## Exercise details
Write out again only the lines running from the one that contains "Indicate the person" to the end of the records below, including both the first and the last.

[BEGIN Material provided]

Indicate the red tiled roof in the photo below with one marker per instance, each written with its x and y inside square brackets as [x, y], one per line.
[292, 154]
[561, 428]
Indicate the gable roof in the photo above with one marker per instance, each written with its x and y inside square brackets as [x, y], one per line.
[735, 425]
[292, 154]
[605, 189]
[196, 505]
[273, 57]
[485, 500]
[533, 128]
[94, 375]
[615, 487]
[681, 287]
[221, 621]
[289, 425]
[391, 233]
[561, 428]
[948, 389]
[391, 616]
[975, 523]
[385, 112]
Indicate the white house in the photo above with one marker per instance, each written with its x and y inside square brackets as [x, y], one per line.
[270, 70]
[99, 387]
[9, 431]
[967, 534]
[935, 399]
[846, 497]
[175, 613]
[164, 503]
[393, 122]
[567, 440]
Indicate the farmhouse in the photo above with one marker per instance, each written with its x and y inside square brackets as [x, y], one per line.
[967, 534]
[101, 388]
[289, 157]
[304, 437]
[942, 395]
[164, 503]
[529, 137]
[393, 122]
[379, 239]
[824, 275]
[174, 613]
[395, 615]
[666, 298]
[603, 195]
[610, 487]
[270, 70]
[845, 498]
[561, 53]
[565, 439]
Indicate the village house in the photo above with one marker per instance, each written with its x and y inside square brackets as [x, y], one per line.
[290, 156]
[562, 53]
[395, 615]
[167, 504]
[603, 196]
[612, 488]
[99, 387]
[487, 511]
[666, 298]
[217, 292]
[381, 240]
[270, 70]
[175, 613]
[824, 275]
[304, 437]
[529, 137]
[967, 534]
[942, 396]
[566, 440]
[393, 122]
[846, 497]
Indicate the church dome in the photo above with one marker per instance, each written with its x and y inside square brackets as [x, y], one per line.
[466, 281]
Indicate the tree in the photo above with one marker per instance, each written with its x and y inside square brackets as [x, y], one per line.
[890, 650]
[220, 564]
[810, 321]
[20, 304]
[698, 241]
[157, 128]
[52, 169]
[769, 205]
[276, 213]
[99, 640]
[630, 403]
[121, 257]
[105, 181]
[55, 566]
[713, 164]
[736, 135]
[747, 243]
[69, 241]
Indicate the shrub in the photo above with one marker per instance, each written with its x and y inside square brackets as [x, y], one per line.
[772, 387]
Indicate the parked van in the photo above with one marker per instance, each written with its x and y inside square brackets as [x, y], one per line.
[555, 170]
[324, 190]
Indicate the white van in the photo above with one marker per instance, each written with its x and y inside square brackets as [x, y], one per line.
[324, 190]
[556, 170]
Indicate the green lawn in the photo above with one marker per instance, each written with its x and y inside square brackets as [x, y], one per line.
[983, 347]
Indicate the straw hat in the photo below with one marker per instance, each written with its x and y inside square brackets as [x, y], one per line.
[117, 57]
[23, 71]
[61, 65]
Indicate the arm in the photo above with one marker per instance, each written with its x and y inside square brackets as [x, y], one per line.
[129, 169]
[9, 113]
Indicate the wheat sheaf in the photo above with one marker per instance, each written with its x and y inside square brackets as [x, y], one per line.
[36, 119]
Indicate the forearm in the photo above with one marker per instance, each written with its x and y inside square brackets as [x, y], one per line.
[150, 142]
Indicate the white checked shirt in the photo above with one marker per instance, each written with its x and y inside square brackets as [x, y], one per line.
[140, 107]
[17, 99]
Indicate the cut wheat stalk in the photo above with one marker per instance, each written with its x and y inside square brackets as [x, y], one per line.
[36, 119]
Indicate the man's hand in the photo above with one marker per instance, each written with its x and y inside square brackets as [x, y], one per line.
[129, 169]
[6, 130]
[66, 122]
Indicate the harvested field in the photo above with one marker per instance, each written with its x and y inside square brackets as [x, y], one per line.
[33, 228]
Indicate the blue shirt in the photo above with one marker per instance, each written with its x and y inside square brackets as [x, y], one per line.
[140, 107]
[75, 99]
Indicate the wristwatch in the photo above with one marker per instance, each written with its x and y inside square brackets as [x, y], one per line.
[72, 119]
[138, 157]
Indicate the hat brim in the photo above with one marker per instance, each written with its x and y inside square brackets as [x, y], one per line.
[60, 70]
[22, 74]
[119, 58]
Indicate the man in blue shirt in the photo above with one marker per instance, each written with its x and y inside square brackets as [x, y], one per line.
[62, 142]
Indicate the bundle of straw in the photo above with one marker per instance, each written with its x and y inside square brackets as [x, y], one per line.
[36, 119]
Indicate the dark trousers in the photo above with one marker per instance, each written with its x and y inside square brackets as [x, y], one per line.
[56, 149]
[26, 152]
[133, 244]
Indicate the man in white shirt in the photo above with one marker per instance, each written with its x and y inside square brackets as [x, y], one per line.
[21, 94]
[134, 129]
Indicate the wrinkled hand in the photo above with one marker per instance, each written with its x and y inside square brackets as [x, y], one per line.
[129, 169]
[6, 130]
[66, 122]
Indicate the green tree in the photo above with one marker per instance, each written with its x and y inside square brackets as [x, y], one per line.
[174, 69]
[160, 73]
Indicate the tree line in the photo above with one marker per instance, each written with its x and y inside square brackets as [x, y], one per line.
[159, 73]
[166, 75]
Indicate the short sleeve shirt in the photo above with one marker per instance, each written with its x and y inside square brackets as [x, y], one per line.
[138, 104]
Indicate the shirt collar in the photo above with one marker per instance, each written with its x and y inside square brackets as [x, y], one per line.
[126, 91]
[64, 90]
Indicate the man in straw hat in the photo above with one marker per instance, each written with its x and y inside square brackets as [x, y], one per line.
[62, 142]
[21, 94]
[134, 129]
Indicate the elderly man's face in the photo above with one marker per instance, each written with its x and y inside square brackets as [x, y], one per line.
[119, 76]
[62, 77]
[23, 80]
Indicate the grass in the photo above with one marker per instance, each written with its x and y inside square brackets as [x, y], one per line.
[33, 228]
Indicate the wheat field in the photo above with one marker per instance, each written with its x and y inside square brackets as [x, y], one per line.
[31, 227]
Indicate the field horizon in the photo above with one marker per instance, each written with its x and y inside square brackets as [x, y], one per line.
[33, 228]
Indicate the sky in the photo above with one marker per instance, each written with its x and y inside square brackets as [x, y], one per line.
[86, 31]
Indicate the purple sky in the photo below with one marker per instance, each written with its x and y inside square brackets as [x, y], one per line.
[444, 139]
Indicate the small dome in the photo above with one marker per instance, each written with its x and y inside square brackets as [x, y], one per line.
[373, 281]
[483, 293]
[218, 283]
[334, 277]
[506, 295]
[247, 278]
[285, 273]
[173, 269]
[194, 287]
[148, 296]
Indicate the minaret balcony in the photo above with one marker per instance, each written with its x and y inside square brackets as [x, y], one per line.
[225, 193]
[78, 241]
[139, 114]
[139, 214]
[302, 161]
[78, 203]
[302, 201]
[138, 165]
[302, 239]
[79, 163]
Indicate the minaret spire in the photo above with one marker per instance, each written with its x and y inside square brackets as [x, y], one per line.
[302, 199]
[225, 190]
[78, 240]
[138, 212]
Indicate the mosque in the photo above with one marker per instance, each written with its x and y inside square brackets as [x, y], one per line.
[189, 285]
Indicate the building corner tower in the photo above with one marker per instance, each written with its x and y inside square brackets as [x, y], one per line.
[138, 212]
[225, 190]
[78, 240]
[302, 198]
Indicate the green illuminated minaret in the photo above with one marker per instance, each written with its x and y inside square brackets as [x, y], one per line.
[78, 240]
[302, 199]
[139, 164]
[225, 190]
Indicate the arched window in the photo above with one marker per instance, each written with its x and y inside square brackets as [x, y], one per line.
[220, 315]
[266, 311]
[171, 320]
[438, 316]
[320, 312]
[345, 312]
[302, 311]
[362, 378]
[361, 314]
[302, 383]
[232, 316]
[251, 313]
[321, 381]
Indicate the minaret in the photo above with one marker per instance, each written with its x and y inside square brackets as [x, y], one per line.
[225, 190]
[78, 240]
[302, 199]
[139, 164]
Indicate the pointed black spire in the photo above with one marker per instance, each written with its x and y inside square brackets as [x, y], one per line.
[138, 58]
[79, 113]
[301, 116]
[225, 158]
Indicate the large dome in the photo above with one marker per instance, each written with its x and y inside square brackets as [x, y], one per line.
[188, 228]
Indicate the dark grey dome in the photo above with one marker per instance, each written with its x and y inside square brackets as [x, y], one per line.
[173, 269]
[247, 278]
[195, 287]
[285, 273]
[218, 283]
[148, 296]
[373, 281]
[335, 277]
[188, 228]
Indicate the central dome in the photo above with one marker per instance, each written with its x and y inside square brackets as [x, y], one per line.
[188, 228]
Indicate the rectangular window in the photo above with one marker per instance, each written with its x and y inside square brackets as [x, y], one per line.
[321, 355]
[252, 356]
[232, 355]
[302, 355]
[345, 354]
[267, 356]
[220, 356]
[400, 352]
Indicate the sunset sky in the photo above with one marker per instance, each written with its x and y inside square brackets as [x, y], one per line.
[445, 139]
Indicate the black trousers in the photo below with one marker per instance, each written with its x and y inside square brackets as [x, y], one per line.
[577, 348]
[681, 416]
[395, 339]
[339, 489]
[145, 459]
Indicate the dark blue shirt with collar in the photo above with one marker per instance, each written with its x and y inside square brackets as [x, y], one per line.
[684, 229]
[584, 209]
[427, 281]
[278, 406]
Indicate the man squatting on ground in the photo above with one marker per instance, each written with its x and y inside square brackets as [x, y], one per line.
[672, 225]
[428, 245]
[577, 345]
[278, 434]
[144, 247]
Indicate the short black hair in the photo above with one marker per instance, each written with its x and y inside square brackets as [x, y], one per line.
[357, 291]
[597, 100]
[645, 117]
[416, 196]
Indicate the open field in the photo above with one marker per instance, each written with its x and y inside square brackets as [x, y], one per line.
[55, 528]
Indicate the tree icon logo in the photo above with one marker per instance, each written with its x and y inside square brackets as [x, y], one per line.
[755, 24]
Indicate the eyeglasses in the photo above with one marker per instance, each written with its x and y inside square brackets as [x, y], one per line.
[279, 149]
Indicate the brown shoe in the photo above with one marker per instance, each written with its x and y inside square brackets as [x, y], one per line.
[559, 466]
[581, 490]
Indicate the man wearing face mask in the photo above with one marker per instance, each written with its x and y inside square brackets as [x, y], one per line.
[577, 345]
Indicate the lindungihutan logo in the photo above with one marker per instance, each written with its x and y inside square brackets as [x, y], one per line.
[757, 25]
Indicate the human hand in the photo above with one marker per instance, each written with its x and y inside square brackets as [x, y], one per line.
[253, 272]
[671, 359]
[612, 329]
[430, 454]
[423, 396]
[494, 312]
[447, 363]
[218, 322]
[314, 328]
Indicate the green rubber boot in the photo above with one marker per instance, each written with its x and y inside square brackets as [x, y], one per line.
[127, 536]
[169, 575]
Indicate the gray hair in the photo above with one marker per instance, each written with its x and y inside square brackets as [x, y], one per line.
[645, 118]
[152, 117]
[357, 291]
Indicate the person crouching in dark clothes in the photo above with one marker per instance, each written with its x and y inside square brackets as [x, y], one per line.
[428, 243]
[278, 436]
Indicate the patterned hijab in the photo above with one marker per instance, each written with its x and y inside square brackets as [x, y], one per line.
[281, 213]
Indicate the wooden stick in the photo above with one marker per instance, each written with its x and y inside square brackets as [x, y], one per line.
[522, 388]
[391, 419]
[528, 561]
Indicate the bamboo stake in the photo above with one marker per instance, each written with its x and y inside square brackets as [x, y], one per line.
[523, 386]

[END Material provided]

## Complete response
Indicate the person crouching in dark clothes in the photo above with one marker per instance, each written with its x and y inside square brackets as [x, y], one per line.
[428, 243]
[278, 436]
Indicate the patterned hijab in the photo above with one marker per instance, each written with its x and y inside square brackets as [x, y], one per line.
[281, 213]
Indicate the wooden stick in the photo above with one marker per instance, each written with its x and y inside square brackets as [x, y], one per line.
[522, 388]
[391, 419]
[528, 561]
Indicate the bamboo stake in the photo above with one marker per instance, each written with its x and y inside square brackets as [x, y], one per line.
[523, 386]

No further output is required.